TEXTAUSZUG.
◇ ◇ ◇ ◇ ◇ ◇ ◇

Ähnlich wie Robert ging es vielen Tutorinnen und Tutoren im Sommersemester 2020 an der TU Dresden: keine Lizenzen, wenig Führung, hoher Aufwand und geringe Reichweite. So äußerten sich Teilnehmende der Qualifizierung für Tutorinnen und Tutoren im ESF-geförderten Projekt TutorING (TUD_MTC2) des Zentrums für Weiterbildung.
In ihren Übungen, Praktika oder Tutorien begleiten Tutorinnen und Tutoren Studierende in ihrem Lernprozess, erläutern komplexe Zusammenhänge zur Vertiefung der Lehrveranstaltung und fungieren als Fachexpertinnen und -experten für die Prüfungsvorbereitung. Da sie selbst Studierende sind, begegnen sie den Teilnehmenden auf Augenhöhe und senken damit die Barriere, Fragen zu stellen. Diese Fragen sind essentiell für das Vorankommen im Lernprozess. Oft trauen sich Studierende nicht, diese direkt an die Professorin oder den Professor zu richten. Platz für Fragen und Diskussionen gibt es in Vorlesungen kaum, dafür aber in Tutorien. Sie bieten einen Raum ohne vergleichende Leistungsbewertung. Tutorinnen und Tutoren treten damit als helfende, unterstützende und beratende Personen auf, tragen wesentlich zum Studienerfolg bei und leisten einen wichtigen Beitrag in der universitären Lehre.

◇ ◇ ◇ ◇ ◇ ◇ ◇

BEREITGESTELLTES MATERIAL.
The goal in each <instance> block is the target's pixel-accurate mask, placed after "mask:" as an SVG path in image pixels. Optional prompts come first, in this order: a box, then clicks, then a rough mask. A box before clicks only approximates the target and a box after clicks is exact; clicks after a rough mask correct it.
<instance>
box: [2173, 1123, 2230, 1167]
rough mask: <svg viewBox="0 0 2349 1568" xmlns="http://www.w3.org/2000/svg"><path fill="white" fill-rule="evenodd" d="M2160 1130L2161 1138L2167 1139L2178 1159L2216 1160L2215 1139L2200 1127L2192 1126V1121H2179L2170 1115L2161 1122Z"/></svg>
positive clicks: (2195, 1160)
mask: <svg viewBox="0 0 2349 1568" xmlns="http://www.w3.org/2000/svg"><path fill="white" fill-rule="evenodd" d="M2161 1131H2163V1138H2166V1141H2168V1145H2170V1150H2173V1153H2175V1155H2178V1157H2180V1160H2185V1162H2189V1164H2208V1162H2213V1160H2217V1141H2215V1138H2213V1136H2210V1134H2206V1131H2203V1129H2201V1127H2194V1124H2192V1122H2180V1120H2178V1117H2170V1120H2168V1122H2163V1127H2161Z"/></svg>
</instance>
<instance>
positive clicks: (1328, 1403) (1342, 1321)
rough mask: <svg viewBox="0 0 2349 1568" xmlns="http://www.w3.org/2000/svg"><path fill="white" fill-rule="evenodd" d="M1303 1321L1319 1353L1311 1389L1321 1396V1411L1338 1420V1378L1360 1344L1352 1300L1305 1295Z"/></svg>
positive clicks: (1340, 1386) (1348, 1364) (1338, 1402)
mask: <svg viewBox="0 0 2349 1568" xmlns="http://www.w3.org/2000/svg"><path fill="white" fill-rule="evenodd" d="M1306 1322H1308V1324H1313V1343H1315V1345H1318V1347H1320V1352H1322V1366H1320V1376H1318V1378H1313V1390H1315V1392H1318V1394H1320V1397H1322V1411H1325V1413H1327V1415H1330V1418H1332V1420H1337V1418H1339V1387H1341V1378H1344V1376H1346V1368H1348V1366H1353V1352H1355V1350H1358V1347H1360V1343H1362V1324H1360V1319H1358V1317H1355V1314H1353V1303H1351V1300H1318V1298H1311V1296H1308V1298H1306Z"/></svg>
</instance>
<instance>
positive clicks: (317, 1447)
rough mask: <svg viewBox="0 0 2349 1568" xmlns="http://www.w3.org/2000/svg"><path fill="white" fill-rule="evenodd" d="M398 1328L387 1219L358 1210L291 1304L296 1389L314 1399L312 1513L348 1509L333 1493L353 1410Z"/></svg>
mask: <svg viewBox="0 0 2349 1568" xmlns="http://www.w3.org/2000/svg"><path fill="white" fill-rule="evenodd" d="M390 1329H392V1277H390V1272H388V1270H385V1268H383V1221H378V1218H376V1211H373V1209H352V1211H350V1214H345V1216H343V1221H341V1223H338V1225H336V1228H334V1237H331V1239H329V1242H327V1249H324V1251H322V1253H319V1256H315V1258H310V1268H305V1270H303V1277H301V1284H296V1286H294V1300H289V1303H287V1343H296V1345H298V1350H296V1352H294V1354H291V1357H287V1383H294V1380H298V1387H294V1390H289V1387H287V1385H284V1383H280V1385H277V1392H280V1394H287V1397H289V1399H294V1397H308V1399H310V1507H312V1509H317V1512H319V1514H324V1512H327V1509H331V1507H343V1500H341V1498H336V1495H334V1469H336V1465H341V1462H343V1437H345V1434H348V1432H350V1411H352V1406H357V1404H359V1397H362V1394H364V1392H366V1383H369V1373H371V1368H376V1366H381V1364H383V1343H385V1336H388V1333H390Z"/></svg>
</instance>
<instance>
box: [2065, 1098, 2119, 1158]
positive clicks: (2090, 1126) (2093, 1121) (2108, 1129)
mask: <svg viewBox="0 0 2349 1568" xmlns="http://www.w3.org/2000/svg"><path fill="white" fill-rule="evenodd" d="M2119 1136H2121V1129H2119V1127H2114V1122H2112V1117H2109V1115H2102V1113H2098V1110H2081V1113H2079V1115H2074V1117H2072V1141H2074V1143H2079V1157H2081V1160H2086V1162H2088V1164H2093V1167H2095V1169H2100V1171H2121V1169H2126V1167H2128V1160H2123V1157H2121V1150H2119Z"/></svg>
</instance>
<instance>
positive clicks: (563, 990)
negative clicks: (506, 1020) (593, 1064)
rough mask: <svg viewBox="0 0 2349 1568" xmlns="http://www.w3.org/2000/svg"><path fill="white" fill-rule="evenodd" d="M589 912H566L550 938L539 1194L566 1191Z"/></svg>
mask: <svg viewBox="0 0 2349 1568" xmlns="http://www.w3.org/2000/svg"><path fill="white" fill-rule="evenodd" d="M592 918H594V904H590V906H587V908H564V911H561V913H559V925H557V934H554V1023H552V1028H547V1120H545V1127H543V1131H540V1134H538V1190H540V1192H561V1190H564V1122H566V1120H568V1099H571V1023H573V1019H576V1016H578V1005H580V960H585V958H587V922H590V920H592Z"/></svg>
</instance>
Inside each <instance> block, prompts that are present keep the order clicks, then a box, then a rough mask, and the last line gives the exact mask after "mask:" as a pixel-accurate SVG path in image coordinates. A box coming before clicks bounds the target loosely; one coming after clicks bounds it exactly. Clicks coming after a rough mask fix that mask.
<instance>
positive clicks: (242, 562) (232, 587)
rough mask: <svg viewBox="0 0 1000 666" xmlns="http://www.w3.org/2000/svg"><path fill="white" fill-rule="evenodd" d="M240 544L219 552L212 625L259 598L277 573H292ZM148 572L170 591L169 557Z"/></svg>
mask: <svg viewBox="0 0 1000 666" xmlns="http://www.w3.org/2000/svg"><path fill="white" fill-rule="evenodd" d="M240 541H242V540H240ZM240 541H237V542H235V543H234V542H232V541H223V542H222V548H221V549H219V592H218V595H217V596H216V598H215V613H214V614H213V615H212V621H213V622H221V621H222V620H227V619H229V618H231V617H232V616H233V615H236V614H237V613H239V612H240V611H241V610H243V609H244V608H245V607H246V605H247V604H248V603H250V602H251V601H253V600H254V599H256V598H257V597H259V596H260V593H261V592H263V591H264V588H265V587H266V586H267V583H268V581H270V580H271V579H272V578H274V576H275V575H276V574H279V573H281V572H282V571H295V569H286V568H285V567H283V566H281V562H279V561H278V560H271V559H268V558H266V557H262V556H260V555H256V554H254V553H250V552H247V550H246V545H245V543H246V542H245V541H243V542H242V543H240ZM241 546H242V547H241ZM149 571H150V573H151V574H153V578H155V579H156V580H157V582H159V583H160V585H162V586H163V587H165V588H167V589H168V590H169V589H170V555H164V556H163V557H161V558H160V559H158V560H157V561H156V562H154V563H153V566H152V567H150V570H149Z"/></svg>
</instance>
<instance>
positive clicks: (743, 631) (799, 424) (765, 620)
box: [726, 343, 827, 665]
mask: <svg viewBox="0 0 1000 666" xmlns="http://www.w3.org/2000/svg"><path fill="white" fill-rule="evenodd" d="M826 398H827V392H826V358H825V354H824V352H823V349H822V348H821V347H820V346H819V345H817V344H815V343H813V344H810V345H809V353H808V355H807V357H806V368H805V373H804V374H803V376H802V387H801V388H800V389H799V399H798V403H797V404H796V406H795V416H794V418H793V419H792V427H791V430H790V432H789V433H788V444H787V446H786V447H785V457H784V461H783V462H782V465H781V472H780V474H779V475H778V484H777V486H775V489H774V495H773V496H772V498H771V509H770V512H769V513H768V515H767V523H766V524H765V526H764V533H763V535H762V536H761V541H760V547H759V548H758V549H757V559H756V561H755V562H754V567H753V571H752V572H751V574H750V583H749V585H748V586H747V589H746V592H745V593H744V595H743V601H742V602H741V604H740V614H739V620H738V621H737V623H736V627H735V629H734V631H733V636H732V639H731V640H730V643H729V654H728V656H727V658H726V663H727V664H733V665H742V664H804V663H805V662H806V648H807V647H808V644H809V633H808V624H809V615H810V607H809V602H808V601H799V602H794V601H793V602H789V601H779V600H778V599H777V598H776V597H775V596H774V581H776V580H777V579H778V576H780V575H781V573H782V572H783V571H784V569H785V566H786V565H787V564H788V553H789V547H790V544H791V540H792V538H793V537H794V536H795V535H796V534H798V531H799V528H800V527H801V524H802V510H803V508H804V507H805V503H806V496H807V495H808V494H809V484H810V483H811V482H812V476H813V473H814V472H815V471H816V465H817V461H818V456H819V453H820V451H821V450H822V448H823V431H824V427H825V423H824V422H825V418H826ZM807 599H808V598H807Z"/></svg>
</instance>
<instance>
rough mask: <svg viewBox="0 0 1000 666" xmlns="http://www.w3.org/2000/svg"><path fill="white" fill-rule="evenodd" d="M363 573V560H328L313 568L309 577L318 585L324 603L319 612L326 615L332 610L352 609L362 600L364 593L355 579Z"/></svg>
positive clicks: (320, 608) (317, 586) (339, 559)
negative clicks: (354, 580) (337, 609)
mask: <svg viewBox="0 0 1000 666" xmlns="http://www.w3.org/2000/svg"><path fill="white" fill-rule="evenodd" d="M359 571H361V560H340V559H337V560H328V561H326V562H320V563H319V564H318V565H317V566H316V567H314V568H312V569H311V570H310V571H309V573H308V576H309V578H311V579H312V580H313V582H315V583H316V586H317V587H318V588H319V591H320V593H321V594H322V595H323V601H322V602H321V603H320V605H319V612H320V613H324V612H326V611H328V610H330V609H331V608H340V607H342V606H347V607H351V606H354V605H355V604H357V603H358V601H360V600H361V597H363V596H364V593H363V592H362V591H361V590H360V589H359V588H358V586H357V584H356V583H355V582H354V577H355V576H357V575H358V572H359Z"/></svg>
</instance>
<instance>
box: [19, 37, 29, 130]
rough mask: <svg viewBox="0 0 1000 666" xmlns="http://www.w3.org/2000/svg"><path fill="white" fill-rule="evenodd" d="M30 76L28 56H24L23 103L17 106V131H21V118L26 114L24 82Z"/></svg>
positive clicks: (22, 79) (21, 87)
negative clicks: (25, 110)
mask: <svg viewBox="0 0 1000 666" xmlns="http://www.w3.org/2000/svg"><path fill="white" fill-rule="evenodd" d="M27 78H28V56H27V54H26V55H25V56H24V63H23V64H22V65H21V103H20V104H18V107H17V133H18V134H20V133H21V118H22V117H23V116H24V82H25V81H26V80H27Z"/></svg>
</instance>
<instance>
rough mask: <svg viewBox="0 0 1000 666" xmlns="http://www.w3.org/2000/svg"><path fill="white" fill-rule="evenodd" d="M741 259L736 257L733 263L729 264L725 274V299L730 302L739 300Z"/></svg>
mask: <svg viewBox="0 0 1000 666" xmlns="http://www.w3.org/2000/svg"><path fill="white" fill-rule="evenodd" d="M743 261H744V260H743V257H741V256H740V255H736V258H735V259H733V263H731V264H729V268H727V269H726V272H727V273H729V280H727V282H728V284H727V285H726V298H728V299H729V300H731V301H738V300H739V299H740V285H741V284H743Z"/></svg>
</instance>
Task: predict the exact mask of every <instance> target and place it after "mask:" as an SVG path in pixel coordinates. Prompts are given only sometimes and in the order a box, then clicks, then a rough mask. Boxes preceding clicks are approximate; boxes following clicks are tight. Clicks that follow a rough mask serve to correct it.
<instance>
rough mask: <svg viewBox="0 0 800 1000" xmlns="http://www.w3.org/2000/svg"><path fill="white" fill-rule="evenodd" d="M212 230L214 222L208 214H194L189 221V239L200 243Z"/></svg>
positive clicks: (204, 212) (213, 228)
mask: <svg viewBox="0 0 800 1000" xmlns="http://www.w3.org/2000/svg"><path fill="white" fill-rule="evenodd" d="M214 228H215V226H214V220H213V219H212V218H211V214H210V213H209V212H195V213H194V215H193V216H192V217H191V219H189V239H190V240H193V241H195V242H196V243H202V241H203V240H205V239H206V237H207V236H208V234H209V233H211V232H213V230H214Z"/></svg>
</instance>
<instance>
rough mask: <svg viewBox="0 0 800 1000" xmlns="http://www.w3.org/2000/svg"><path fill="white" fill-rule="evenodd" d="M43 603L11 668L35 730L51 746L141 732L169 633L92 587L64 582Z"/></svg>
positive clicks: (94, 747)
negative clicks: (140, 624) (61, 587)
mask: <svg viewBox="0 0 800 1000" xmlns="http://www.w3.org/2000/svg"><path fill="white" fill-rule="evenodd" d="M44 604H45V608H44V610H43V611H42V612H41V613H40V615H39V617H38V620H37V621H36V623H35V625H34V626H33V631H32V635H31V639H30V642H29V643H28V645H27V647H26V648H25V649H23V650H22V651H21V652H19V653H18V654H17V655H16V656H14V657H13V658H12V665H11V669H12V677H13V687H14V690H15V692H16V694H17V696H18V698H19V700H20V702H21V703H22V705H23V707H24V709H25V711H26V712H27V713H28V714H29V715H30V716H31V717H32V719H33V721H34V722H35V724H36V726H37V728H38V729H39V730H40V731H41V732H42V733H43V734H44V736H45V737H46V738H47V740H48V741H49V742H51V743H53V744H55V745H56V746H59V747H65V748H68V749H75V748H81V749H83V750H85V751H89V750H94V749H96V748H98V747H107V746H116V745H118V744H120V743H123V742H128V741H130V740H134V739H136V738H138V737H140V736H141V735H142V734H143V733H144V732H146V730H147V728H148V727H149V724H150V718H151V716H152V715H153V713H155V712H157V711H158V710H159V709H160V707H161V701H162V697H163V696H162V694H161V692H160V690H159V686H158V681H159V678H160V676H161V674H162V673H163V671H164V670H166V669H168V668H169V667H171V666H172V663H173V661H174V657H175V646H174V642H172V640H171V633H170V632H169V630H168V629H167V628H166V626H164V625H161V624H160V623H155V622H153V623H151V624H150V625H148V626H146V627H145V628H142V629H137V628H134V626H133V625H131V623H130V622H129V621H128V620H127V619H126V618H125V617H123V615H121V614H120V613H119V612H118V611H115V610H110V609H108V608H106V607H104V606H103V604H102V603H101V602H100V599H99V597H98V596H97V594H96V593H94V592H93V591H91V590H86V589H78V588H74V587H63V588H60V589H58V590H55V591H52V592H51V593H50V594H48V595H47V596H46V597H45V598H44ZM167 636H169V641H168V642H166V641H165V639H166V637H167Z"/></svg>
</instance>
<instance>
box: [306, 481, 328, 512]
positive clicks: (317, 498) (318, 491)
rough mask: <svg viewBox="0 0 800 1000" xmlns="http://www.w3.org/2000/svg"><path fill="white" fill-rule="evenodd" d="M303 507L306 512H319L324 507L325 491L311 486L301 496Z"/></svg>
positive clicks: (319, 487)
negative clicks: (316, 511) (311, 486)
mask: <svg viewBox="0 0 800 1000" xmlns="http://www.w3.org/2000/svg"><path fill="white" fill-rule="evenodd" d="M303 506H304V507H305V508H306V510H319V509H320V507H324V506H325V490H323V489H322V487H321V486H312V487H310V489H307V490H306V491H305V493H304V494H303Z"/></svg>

◇ ◇ ◇ ◇ ◇ ◇ ◇

ZUR AUFGABE. Gib an, warum Tutorinnen und Tutoren laut dem Textauszug über Tutorien an der TU Dresden die Barriere senken, Fragen zu stellen.

LÖSUNG. Weil sie selbst Studierende sind und den Teilnehmenden deshalb auf Augenhöhe begegnen.